>> start TASK INPUTS

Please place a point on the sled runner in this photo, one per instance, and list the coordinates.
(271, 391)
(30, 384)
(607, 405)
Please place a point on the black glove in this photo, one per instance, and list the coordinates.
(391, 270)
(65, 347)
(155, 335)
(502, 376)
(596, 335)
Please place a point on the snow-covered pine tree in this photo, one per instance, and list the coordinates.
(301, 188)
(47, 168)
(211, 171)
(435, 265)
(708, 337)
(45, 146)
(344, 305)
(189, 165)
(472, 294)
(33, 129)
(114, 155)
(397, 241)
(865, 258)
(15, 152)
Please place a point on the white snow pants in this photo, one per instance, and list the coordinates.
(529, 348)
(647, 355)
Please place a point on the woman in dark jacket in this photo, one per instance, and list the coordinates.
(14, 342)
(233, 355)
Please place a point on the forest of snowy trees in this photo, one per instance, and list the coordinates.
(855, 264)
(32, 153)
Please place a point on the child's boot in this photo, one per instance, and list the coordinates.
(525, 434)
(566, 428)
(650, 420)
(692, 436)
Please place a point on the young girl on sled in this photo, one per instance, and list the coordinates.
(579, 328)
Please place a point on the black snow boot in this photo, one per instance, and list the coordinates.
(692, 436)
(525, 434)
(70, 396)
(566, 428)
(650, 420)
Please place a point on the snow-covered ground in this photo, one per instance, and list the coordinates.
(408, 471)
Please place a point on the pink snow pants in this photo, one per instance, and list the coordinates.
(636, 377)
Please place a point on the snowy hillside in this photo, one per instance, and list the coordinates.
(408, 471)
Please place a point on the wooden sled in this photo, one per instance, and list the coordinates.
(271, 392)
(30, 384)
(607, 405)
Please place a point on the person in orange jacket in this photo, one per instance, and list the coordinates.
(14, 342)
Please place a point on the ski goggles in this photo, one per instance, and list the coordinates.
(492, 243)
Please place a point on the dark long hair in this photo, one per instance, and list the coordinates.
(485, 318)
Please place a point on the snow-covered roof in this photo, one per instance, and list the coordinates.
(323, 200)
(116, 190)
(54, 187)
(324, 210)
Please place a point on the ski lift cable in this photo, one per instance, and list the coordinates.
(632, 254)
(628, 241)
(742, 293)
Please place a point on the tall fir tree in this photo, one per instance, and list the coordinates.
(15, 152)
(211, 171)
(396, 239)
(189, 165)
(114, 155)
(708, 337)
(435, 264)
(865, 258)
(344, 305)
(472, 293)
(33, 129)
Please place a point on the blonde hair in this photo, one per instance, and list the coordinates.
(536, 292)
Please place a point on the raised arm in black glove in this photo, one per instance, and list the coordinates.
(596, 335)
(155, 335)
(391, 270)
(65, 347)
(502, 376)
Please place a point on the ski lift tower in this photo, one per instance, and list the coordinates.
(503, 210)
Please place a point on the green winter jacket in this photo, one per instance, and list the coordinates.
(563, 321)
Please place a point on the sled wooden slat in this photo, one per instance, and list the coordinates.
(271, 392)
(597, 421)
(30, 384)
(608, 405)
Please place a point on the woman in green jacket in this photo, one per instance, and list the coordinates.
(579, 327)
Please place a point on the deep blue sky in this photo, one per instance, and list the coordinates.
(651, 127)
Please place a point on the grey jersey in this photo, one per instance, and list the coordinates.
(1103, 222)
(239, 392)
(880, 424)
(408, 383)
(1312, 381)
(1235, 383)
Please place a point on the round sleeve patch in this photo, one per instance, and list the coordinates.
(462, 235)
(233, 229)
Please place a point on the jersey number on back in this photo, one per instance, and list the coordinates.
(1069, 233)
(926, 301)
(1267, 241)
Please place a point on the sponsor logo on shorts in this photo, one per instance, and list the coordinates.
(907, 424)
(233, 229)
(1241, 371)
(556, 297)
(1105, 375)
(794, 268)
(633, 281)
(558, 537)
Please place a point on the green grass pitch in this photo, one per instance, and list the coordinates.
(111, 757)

>> end TASK INPUTS

> [WHAT THE EXERCISE ASKS]:
Everything from the line with "Please place a point on the raised" through the last line of the material above should be echoed exactly, and nothing else.

> [SOLUTION TO THIS EXERCISE]:
Please place a point on the raised arm in black glove in this photo, one per instance, and list the coordinates.
(596, 335)
(155, 335)
(391, 270)
(65, 347)
(502, 376)
Please place a point on the ski lift tower in this photo, one per instance, and list the coordinates.
(503, 210)
Please place a point on the green winter jacket in this photo, one per instance, and list the coordinates.
(563, 321)
Please place a point on the sled wooden slat in this photo, one per instance, and list the coordinates.
(271, 392)
(597, 421)
(30, 384)
(608, 405)
Please place a point on the woman in green jacket in this photo, one per instance, and list the coordinates.
(579, 327)
Please place a point on the deep blue sky in this photo, one per instance, and list the coordinates.
(651, 127)
Please place a point on the grey jersey in this photo, one per instance, and list the coordinates.
(1103, 222)
(239, 392)
(880, 424)
(408, 383)
(1312, 381)
(1235, 383)
Please place a point on the round sleeve patch in this photo, one per instance, and list the coordinates.
(462, 235)
(233, 229)
Please place a point on the jersey number on back in this photo, one per instance, and list the coordinates.
(1069, 233)
(926, 301)
(1267, 241)
Please place a point on the sponsor logo on shorts in this photo, one per instance, and list the coordinates.
(907, 424)
(233, 229)
(1241, 371)
(556, 297)
(1105, 375)
(794, 268)
(633, 281)
(558, 537)
Please place a point on the green grass pitch in this photo, one per instance, and list the coordinates.
(111, 757)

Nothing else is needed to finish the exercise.